----- TEXTAUSSCHNITT -----

Am Nach­mittag des 22. Septem­bers 1939 nahmen die Komman­deure Guderian und Kriwo­schein gemeinsam im Zentrum von Brest-Litowsk den Vorbei­marsch eines deutschen und eines sowje­ti­schen Panzer-Batail­lons ab. Zu den uner­war­teten Momenten mag man zählen, dass beide Generäle Fran­zö­sisch sprachen und sich ohne Dolmet­scher unter­hielten; Krivo­schein war Jude. Zum Schluss wurde feierlich die deutsche Flagge eingeholt und die sowje­ti­sche aufge­zogen. Ein deutsches Mili­tär­or­chester spielte die Natio­nal­hymnen. Unmit­telbar danach verließen die deutschen Truppen Stadt und Festung Brest-Litowsk. Zuvor war gemeinsam ein Grenz­stein gesetzt worden, der jetzt die Sowjet­union und die deutsche Besat­zungs­zone vonein­ander trennte. Polen hatte in dieser Region aufgehört zu bestehen.

Man koope­rierte und verdammte sich

Die gemein­same Parade in Brest-Litowsk – es ist umstritten, ob damals auch in anderen polni­schen Städten gemein­same „Sieger­pa­raden“ statt­ge­funden haben – war para­dig­ma­tisch für die enge Zusam­men­ar­beit der beiden Dikta­turen. In den Monaten nach Abschluss des Hitler-Stalin Paktes im August 1939 erreichte die Zusam­men­ar­beit in Wirt­schaft, Diplo­matie und Militär ihren Höhepunkt. Besonders die sowje­ti­sche Seite hielt sich penibel an die Verein­ba­rungen; sowje­ti­sche Güterzüge mit Waren für Deutsch­land rollten noch im Juni 1941 über die Grenze.

Die enge Koope­ra­tion der beiden Dikta­toren war von Stalin seit Mitte der Drei­ßi­ger­jahre ange­strebt worden. Das geschah unge­achtet der gleich­zei­tigen propa­gan­dis­ti­schen, wech­sel­sei­tigen Verdam­mung, die aller­dings in den Jahren der offenen „Beute­part­ner­schaft“ (Daniel Koerfer) von August 1939 bis Juni 1941 weit­ge­hend auf Null gestellt wurde.

-----

■ ZUR AUFGABE ■
Bis wann rollten laut dem Textausschnitt über die Parade in Brest-Litowsk sowjetische Güterzüge mit Waren für Deutschland über die Grenze? Für diese Aufgabe spielen die Datensätze keine Rolle.

----- INHALT DER DATENSÄTZE -----

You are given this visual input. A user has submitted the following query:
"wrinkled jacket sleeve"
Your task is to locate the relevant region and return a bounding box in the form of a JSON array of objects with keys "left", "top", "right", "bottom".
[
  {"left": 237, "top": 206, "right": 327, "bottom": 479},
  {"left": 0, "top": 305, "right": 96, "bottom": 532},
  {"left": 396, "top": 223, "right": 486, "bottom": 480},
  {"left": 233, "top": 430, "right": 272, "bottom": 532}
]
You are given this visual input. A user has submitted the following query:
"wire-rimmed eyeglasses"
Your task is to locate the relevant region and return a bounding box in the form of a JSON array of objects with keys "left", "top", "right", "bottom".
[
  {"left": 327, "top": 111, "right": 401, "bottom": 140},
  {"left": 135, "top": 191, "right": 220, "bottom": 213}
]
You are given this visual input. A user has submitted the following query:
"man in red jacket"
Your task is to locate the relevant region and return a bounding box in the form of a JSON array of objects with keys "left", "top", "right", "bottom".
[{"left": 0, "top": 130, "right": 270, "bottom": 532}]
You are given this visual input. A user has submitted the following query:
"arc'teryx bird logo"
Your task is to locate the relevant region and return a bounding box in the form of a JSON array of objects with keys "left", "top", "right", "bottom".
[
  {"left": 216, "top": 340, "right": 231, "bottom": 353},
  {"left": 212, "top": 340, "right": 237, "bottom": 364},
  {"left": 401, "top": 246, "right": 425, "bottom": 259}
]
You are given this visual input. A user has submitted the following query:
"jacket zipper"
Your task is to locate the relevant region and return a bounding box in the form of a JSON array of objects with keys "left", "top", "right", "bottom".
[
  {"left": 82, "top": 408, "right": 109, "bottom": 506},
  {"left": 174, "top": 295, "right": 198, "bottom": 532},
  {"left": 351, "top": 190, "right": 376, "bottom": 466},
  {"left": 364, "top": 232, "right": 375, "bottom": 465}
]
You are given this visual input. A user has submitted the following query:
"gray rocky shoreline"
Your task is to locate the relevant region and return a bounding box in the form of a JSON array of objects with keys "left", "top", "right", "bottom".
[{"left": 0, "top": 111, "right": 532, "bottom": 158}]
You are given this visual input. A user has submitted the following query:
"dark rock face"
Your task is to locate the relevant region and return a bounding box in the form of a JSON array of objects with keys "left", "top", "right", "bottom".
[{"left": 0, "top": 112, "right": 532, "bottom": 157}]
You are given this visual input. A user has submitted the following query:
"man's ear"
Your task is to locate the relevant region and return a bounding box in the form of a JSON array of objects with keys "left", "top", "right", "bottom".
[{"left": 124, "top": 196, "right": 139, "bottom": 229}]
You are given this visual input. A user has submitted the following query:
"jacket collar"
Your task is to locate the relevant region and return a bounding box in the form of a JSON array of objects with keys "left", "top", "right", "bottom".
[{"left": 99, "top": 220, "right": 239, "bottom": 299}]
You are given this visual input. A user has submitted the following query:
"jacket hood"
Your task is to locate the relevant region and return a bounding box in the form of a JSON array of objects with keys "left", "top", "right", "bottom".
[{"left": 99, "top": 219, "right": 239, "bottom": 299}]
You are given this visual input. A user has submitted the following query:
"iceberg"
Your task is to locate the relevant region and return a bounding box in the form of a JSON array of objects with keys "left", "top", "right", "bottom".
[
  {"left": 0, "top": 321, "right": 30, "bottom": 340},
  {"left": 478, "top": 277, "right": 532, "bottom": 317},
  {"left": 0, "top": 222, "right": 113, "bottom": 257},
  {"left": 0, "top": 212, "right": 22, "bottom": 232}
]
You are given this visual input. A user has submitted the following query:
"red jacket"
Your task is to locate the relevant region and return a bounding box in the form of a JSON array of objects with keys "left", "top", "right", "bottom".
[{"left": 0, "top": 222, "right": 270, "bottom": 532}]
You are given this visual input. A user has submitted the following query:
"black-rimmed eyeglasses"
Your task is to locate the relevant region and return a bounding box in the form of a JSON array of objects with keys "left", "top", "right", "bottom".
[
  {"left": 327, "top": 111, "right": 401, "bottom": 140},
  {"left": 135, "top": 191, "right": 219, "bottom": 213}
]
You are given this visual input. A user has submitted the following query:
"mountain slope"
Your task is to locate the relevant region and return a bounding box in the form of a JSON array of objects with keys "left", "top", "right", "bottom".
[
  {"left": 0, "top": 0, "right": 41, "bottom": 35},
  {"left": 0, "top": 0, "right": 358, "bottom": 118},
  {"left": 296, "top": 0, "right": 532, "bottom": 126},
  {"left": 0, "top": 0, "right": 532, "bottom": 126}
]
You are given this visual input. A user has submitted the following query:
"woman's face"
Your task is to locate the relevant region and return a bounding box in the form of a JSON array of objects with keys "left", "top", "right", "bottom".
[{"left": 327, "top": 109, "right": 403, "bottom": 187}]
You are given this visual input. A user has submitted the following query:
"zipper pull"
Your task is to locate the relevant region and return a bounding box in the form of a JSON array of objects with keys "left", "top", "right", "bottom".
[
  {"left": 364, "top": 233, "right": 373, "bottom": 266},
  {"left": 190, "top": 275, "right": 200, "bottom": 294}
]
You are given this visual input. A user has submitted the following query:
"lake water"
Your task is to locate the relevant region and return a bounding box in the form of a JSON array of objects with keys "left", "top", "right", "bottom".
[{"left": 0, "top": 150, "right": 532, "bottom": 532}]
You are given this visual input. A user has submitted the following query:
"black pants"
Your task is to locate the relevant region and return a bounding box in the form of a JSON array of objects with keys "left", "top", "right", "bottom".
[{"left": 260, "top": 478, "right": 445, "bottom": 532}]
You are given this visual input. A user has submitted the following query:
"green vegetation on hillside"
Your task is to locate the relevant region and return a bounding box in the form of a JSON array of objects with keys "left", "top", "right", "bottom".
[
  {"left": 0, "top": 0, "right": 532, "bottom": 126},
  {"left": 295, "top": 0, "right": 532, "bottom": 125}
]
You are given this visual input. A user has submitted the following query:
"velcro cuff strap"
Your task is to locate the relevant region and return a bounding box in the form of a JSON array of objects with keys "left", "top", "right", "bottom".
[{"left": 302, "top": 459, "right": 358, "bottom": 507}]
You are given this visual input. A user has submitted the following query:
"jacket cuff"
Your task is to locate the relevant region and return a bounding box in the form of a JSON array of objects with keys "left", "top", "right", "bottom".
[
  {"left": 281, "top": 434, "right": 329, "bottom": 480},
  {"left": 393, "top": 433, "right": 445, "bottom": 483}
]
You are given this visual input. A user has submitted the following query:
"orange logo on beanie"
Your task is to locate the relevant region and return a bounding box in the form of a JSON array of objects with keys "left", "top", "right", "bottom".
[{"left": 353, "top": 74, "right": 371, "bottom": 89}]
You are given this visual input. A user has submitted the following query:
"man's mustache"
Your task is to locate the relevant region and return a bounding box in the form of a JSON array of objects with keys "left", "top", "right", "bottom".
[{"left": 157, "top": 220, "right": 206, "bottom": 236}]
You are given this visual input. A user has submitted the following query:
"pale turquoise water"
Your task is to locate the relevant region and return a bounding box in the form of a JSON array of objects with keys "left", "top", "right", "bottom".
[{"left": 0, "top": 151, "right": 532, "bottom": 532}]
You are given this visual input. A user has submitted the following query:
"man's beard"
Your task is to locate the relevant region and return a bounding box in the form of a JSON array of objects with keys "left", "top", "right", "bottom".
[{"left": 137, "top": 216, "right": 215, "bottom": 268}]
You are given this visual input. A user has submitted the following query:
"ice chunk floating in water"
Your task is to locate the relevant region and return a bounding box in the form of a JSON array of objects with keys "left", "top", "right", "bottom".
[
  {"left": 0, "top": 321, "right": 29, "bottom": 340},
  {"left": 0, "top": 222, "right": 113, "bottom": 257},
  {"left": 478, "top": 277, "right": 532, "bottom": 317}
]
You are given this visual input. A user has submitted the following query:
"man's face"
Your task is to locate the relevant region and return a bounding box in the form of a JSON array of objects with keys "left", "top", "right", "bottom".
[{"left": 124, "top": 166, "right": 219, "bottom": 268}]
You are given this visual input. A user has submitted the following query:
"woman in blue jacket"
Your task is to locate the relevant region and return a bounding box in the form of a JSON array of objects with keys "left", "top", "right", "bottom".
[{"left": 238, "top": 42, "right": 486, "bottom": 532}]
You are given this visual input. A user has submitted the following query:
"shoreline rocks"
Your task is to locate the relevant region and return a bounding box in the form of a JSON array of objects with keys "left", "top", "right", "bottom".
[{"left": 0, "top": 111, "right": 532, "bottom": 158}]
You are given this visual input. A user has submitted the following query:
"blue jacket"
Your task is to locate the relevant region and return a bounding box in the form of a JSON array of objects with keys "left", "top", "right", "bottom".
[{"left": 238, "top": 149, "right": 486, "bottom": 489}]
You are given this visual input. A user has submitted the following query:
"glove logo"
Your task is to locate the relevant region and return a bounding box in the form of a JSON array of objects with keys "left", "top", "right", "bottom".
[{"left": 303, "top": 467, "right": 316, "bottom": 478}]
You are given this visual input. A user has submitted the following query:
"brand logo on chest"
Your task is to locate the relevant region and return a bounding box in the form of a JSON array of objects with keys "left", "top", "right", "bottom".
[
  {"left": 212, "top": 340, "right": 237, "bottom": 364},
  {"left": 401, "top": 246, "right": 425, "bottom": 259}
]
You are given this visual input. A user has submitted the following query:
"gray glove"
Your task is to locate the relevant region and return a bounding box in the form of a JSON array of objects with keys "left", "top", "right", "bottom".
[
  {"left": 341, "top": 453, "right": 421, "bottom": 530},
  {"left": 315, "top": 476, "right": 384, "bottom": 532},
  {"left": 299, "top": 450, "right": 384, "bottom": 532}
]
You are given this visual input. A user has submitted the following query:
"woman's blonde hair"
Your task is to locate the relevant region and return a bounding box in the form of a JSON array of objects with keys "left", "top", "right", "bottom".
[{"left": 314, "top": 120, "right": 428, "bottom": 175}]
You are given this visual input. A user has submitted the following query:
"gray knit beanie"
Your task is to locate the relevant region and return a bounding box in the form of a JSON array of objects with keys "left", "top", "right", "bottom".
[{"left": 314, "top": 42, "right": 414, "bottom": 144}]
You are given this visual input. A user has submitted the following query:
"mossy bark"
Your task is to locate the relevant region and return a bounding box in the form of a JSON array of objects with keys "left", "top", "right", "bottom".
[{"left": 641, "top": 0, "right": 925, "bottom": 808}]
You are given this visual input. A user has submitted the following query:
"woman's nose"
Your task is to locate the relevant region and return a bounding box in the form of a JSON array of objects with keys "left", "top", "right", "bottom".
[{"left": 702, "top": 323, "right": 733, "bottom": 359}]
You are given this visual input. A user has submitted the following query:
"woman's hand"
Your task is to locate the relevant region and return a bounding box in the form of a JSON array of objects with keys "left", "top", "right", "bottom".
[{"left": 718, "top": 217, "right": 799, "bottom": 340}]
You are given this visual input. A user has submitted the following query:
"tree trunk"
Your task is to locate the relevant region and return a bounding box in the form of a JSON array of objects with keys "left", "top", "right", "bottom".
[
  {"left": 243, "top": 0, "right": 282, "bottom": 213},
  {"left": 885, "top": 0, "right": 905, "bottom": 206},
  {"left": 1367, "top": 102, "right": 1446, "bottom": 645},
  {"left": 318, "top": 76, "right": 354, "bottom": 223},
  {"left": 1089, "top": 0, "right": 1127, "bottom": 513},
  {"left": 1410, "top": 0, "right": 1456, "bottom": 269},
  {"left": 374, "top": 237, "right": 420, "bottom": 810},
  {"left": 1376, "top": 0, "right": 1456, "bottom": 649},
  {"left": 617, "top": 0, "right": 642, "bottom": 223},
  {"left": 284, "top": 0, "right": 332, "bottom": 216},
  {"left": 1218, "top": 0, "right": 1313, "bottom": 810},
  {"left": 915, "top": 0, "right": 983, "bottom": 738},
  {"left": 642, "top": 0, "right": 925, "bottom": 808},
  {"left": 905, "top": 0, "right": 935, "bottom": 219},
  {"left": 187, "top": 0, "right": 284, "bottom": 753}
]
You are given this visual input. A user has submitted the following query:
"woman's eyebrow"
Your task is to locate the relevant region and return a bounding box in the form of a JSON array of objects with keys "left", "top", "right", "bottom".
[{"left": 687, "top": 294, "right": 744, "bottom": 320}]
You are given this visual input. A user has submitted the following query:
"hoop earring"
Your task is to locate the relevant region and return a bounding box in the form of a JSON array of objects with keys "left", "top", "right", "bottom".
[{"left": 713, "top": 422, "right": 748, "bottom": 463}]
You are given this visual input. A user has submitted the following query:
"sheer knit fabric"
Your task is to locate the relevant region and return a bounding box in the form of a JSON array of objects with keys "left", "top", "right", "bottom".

-----

■ ERGEBNIS ■
Noch im Juni 1941.